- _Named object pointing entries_

+ + + + +

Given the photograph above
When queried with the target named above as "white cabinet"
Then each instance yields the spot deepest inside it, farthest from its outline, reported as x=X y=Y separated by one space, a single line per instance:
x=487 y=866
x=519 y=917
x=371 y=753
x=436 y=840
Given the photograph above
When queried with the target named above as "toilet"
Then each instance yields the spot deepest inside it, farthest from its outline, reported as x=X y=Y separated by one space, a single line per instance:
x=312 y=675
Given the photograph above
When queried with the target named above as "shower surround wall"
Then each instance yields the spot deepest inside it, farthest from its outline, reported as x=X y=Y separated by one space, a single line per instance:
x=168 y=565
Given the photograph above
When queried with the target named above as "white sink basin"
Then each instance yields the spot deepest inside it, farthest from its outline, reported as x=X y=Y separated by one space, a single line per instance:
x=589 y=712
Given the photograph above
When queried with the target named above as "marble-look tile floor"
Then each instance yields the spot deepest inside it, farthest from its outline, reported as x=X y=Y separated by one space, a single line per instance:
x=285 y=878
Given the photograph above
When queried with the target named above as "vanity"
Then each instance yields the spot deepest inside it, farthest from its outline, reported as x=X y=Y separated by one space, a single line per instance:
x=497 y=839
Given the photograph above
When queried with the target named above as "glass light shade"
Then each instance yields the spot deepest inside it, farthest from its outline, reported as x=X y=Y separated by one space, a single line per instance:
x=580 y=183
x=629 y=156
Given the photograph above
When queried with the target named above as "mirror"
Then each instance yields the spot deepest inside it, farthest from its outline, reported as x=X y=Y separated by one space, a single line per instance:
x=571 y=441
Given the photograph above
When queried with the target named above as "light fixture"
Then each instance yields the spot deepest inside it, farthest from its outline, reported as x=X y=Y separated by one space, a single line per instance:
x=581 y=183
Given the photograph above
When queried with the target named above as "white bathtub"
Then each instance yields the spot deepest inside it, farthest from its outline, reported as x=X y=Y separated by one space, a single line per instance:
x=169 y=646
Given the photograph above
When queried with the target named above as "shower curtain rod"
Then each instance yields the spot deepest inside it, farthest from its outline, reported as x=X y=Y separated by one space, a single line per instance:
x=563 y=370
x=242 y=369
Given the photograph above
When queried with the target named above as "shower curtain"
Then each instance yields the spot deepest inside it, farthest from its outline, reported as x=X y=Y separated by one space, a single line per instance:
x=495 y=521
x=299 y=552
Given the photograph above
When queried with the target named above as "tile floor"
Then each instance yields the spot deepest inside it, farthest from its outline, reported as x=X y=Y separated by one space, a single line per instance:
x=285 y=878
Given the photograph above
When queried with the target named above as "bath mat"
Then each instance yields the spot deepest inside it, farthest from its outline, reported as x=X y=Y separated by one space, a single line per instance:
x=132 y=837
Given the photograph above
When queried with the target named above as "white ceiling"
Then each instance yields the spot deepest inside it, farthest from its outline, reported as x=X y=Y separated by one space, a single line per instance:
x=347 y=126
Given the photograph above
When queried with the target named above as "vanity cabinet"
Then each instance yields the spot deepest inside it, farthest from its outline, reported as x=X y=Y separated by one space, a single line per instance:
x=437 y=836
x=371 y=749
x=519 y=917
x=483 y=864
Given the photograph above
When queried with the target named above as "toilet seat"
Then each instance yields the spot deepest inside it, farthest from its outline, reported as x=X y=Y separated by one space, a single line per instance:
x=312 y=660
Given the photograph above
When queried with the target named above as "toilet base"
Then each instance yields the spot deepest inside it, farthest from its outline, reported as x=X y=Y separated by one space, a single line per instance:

+ + + + +

- _PROBLEM_
Repeat all entries. Match them exactly.

- _FINAL RESULT_
Given the photograph above
When queried with the target named above as "white cabinet"
Then each instance yields the spot deepest inside it, farthest from its outline, reported as x=X y=Y separated by one space, a single line per instance:
x=487 y=866
x=519 y=917
x=371 y=753
x=436 y=840
Given the photograph above
When queried with the target named above as "toilet"
Then each instance yields the spot deepest inside it, farthest from its outline, reported as x=X y=Y separated by one space, a single line per instance:
x=312 y=675
Given the photograph above
When queried with the target named above as "shower surround wall"
Then each instance yields the spot deepest inside it, farthest from its outline, reported as x=X y=Y separated by one space, a single line per instance:
x=168 y=565
Given the photograph above
When queried with the target named above as "white sink basin"
Then each instance yields the spot deepest inside it, farthest from its outline, reported as x=X y=Y separated by one space, a single line per instance:
x=589 y=712
Given the photograph above
When queried with the target named above as "marble-look tile floor"
Then each instance yields the spot deepest inside it, farthest from its outline, reported as x=X y=Y separated by one space, a single line per instance:
x=285 y=878
Given the photograph above
When queried with the target named above as "vanity"
Then each instance yields the spot deepest inside it, farthest from its outline, reported as x=X y=Y separated by one space, a single line per instance:
x=497 y=839
Given the photograph above
When queried with the target named above as "glass light shade"
Then each instance yields the spot deepest inside it, farthest from its outline, reported as x=X y=Y separated by one space, a single line per instance:
x=580 y=183
x=629 y=156
Given the photograph above
When queried with the target named above as "mirror"
Then each instance yields the spot deepest inside it, farthest from its outline, reported as x=X y=Y separated by one space, a single line per instance:
x=571 y=441
Given the photograph above
When queried with the target named above as "light fixture"
Then each instance yields the spot deepest inside it, farthest from its outline, reported as x=X y=Y separated by one space, a single line per instance:
x=581 y=183
Given the photograph above
When queried with the target named above as "white bathtub"
Then each instance yields the spot deepest inside it, farthest from its outline, reported as x=X y=Y separated by one space, a single line per instance:
x=169 y=646
Given the photograph above
When queried with the target named above as "shower curtain rod"
Then each instance yields the spot deepest inside it, farthest from its outline, reported as x=X y=Y separated by one space, a single line per instance:
x=563 y=370
x=242 y=369
Given the photograph above
When queried with the target named above as "shower curtain"
Then each instance yields the spot deepest inside it, farthest from its outline, reported as x=X y=Y separated by one space, a single line per instance:
x=495 y=521
x=299 y=552
Given the photograph above
When queried with the target named above as "tile floor"
Then each instance yields the spot deepest inside it, farthest from its outline, reported as x=X y=Y separated by one space, a single line per instance:
x=285 y=878
Given the photograph above
When queried with the target named above as "bath mat"
Then each instance yields the spot deepest inside it, farthest from its outline, reported as x=X y=Y separated by one space, a single line per instance:
x=132 y=837
Given the photograph above
When queried with the target named above as "white ceiling"
Then each instance yields the spot deepest inside it, farthest from its outline, reported as x=X y=Y separated by one space, a single line per instance:
x=347 y=126
Given the photograph above
When queried with the target named above as "vanity cabinet"
Then each instance yields the spot deepest inside it, farthest from its outline, reported as x=X y=Y separated by one space, a single line per instance:
x=437 y=836
x=371 y=749
x=519 y=917
x=483 y=864
Given the photograph above
When queried with the target named above as "toilet seat"
Then each instance yields the spot deepest inside it, farthest from its outline, reported as x=X y=Y separated by one space, a single line per instance:
x=312 y=660
Given the photograph above
When queried with the target named above as "toilet base"
Then each instance yields the spot deepest inside it, farthest from its outline, reported as x=X y=Y separated by one space, a single line per instance:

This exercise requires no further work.